TASK INSTRUCTIONS
Locate every line in the material below that contains the word "wooden" and copy each of those lines. Matching is case-sensitive.

(Dataset items)

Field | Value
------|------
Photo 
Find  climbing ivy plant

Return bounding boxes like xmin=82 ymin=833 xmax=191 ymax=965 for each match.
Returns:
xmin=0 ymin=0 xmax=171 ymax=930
---
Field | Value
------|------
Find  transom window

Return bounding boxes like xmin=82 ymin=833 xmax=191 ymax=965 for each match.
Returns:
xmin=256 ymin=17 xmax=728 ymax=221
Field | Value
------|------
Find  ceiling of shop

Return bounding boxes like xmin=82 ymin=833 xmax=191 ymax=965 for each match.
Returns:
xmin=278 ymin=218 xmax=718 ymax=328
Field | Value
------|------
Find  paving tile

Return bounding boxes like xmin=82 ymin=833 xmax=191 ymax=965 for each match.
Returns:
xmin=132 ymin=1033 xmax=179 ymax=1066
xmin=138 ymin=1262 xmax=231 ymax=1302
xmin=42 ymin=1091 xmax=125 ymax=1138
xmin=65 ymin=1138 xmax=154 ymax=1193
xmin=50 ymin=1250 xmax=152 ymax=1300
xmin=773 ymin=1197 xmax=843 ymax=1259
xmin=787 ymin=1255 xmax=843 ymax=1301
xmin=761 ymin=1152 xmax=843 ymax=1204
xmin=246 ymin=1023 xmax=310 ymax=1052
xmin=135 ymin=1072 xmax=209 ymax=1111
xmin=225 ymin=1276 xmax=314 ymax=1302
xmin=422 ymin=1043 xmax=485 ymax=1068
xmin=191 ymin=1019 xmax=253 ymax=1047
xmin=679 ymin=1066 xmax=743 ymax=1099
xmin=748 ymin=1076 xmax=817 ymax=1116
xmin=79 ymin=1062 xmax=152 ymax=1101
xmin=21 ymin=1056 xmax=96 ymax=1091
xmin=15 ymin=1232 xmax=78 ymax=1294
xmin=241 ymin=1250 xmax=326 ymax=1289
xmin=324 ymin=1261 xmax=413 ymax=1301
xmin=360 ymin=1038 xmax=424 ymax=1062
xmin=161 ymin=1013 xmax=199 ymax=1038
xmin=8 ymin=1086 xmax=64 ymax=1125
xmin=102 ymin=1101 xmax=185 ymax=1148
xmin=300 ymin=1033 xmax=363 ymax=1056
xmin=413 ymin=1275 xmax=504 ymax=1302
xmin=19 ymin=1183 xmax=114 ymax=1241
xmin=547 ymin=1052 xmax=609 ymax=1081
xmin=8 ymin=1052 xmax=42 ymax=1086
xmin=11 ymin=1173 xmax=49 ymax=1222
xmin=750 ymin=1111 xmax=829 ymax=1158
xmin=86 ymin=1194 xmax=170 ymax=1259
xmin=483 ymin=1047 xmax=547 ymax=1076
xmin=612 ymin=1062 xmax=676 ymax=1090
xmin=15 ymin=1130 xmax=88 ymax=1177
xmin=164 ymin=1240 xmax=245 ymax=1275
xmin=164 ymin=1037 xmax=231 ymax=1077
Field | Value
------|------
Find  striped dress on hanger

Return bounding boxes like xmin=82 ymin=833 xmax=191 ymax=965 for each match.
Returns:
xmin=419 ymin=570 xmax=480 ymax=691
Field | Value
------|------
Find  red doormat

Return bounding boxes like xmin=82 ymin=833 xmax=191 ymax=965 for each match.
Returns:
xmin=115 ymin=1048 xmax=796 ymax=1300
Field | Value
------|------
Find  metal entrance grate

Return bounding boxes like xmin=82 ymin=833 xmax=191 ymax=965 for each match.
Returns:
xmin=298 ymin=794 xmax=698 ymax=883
==
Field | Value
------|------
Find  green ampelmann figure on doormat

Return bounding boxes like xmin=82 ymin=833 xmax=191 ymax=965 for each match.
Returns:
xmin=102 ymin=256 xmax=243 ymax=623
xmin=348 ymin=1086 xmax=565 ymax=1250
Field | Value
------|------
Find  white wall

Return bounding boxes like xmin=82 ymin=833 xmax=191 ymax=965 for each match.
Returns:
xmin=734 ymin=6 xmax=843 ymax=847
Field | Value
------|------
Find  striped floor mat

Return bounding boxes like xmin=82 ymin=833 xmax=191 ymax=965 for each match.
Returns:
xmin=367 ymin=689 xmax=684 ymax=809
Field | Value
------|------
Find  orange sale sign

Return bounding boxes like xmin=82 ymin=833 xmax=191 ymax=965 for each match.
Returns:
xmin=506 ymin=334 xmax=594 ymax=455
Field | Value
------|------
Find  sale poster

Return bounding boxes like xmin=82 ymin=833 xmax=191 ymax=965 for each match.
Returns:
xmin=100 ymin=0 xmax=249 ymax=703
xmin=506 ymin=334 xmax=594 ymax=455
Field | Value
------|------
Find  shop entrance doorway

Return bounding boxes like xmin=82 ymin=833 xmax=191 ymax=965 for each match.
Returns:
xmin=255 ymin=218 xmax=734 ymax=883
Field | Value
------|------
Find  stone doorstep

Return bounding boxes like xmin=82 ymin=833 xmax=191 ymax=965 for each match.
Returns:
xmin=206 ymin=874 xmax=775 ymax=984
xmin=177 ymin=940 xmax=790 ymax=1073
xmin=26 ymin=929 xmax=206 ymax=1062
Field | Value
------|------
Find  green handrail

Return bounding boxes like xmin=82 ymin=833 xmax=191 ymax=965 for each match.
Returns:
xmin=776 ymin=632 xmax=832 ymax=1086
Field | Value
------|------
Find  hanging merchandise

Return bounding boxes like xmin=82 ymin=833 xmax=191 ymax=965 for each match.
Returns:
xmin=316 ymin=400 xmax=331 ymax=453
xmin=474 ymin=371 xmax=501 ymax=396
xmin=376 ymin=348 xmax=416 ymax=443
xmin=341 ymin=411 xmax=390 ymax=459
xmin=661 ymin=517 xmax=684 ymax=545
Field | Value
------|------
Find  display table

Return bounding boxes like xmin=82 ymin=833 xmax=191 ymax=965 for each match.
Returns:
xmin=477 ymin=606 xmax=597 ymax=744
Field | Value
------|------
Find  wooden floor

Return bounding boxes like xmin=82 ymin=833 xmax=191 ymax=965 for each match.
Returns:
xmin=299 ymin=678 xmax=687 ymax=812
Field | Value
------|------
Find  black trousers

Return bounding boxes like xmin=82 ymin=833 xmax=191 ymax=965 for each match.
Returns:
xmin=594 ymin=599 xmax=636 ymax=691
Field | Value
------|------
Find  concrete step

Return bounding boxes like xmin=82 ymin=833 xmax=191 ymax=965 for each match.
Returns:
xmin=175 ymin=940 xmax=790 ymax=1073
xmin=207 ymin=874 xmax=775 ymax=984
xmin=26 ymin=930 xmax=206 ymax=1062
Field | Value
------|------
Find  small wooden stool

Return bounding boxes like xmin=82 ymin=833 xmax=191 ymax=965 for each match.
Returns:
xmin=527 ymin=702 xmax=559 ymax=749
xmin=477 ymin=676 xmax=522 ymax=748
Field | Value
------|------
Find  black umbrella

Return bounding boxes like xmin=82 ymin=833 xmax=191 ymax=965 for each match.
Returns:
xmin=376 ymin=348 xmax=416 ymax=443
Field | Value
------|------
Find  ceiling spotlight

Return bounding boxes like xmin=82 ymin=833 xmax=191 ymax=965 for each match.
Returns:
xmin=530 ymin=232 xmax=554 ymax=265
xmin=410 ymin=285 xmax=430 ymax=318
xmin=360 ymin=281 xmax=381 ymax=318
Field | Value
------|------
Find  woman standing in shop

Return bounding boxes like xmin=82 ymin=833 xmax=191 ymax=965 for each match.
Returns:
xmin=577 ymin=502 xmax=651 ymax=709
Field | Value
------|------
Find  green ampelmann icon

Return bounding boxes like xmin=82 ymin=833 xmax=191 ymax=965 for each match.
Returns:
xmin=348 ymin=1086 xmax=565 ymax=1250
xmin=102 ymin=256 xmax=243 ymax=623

RESULT BELOW
Find  wooden floor
Find  small wooden stool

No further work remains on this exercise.